## THE TASK
Reproduce the data from the line containing "of the audience" up to and including the final line of the data, with every x and y pixel coordinate in the answers multiplied by 0.75 and rounded to a whole number, halves rounded up. Keep all other lines, the requests included, unchanged.

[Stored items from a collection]
--*--

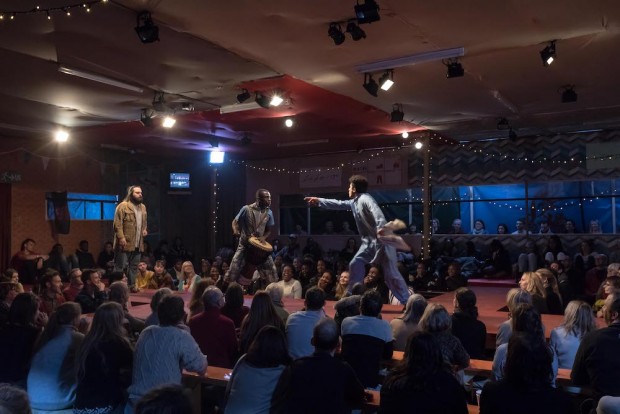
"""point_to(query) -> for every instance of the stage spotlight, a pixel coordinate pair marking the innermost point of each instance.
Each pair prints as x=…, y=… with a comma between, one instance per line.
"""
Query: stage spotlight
x=168, y=122
x=336, y=33
x=367, y=12
x=387, y=80
x=569, y=94
x=262, y=100
x=548, y=53
x=276, y=100
x=243, y=96
x=455, y=69
x=147, y=31
x=397, y=114
x=146, y=117
x=370, y=85
x=61, y=135
x=503, y=124
x=355, y=31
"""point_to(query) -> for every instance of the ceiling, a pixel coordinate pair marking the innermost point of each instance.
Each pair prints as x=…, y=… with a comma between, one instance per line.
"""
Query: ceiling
x=209, y=51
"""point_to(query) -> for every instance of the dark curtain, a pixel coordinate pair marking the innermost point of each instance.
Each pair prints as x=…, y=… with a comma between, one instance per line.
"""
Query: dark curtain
x=5, y=228
x=58, y=210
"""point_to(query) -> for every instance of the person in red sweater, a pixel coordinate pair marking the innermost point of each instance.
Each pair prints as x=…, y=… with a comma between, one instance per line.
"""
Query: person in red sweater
x=214, y=332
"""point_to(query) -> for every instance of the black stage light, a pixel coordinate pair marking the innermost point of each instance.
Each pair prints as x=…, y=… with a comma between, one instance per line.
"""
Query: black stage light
x=455, y=69
x=503, y=124
x=569, y=94
x=243, y=96
x=355, y=31
x=367, y=12
x=548, y=54
x=147, y=31
x=370, y=85
x=335, y=32
x=262, y=100
x=397, y=114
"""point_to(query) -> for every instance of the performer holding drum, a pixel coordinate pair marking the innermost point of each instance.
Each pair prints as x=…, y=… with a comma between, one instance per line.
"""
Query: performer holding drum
x=252, y=226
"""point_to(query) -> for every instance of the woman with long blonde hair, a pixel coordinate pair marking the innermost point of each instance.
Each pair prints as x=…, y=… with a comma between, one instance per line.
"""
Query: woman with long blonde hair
x=565, y=339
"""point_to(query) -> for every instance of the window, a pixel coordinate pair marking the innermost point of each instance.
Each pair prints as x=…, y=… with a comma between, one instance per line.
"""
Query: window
x=83, y=206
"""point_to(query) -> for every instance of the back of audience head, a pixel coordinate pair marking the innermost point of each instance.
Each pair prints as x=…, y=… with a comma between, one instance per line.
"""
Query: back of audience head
x=171, y=310
x=315, y=299
x=275, y=292
x=578, y=318
x=435, y=319
x=165, y=399
x=119, y=293
x=268, y=349
x=13, y=400
x=528, y=363
x=212, y=298
x=526, y=319
x=414, y=309
x=24, y=309
x=158, y=296
x=516, y=296
x=66, y=314
x=326, y=335
x=371, y=303
x=465, y=302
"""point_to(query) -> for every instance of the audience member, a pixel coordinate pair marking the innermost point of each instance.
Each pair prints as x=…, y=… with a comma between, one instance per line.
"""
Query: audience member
x=90, y=297
x=526, y=386
x=18, y=337
x=292, y=287
x=367, y=339
x=256, y=374
x=405, y=325
x=152, y=319
x=233, y=307
x=51, y=379
x=320, y=383
x=214, y=332
x=299, y=324
x=104, y=363
x=465, y=324
x=565, y=339
x=436, y=320
x=75, y=285
x=50, y=292
x=262, y=313
x=275, y=292
x=176, y=350
x=422, y=382
x=165, y=399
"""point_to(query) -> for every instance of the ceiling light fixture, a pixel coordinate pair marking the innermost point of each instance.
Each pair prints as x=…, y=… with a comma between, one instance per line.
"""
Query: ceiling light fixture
x=455, y=69
x=367, y=12
x=548, y=53
x=147, y=31
x=335, y=32
x=397, y=114
x=387, y=80
x=355, y=31
x=370, y=85
x=98, y=78
x=168, y=122
x=243, y=96
x=411, y=60
x=569, y=94
x=61, y=136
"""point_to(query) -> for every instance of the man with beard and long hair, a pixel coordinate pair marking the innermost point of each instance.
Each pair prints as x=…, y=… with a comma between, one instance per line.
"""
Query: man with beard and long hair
x=253, y=220
x=129, y=232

--*--

## ANSWER FOR THIS EXERCISE
"""point_to(query) -> for every instance of the audience member, a pixel coordinate pair marking the innermost point of each instance.
Each pair prints as x=…, y=… with a comma between, one instance per line.
"""
Query: audience member
x=68, y=223
x=395, y=290
x=14, y=253
x=219, y=215
x=275, y=254
x=192, y=281
x=304, y=244
x=114, y=239
x=175, y=230
x=38, y=284
x=240, y=287
x=161, y=249
x=224, y=243
x=78, y=272
x=349, y=243
x=424, y=254
x=327, y=240
x=56, y=214
x=38, y=219
x=197, y=235
x=206, y=219
x=132, y=263
x=317, y=287
x=124, y=299
"""point_to(query) -> for every instance of the ceiling light fixture, a pixel coordinate pair marking the innermost point of each instance.
Each pair prints as x=…, y=… with a comma between, one instance per line.
"""
Query: ceiling light fixture
x=341, y=52
x=275, y=9
x=411, y=40
x=110, y=23
x=251, y=24
x=298, y=86
x=290, y=60
x=266, y=23
x=278, y=64
x=74, y=59
x=126, y=92
x=182, y=72
x=308, y=45
x=427, y=71
x=46, y=102
"""point_to(query) -> for every instance of the man with beard and long hair, a pixel coordinate pair marking the innermost point of each instance.
Each pair prints as x=…, y=… with a comma between, one instance per line.
"""
Query: man with beard and long hair
x=190, y=165
x=97, y=174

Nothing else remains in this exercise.